(Task prompt): Write out the lines below word for word, leaving the pictures out of your answer.

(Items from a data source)
★ ★ ★ ★ ★ ★ ★

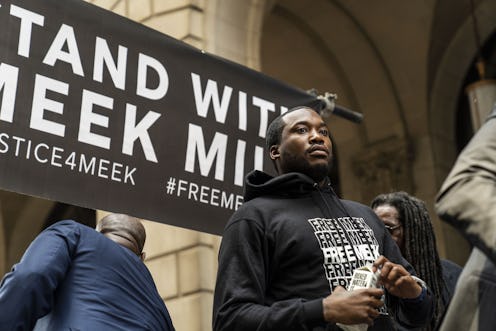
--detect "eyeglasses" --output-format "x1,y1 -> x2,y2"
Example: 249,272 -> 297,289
384,224 -> 401,233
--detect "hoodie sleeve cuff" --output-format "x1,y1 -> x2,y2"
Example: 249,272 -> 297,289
303,299 -> 325,324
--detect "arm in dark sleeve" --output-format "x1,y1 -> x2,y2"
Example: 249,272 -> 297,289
384,233 -> 434,328
0,221 -> 78,330
213,220 -> 324,331
436,109 -> 496,263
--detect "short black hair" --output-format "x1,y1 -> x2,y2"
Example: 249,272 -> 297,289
265,106 -> 319,150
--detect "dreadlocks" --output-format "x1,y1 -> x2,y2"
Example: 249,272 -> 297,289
371,192 -> 446,330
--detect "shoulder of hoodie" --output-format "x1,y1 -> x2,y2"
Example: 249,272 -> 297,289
341,199 -> 382,223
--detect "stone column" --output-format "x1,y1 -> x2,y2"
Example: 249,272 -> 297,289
353,137 -> 415,204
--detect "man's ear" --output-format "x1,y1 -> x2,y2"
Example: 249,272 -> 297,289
270,145 -> 281,160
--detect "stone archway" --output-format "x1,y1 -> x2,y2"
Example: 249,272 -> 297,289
429,1 -> 496,187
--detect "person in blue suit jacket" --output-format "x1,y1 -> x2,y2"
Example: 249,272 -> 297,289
0,214 -> 174,331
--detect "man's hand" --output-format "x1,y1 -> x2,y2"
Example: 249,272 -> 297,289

★ ★ ★ ★ ★ ★ ★

(Solution to the exercise):
--detect "eyeglasses" --output-format "x1,y1 -> x2,y2"
Example: 249,272 -> 297,289
384,224 -> 401,233
--detect "hoodie sleeve cuff" --output-format "x1,y1 -> x2,y2"
Example: 249,272 -> 297,289
303,299 -> 325,324
--detect "arm in dark sleeve" --output-format "x1,y1 -> x2,y2"
Example: 249,272 -> 297,289
384,233 -> 434,328
0,221 -> 78,330
213,220 -> 324,331
436,109 -> 496,263
--detect "short black hair" --output-format "x1,y1 -> x2,y2"
Example: 249,272 -> 297,289
265,106 -> 319,150
--detect "dreadlocks" --output-format "x1,y1 -> x2,y2"
Example: 249,272 -> 297,289
371,192 -> 446,330
--detect "shoulder of hoodie" --output-format "x1,y1 -> x2,y2"
Example: 249,272 -> 297,289
341,199 -> 382,223
--detect "stone column" --output-format "x1,y1 -> x2,y2"
Example: 249,272 -> 297,289
353,137 -> 415,204
--detect "man's ear" --output-format "x1,y1 -> x2,y2"
Example: 249,272 -> 297,289
270,145 -> 281,160
--detect "stone archway" --output-format "x1,y1 -> x2,y2"
Example: 249,272 -> 297,289
429,1 -> 496,187
--detect "person in blue suit jacket" --output-format "x1,y1 -> x2,y2"
Example: 249,272 -> 297,289
0,214 -> 174,331
--detect "man's hand" --output-format "x1,y1 -> x2,y2"
Example: 249,272 -> 297,289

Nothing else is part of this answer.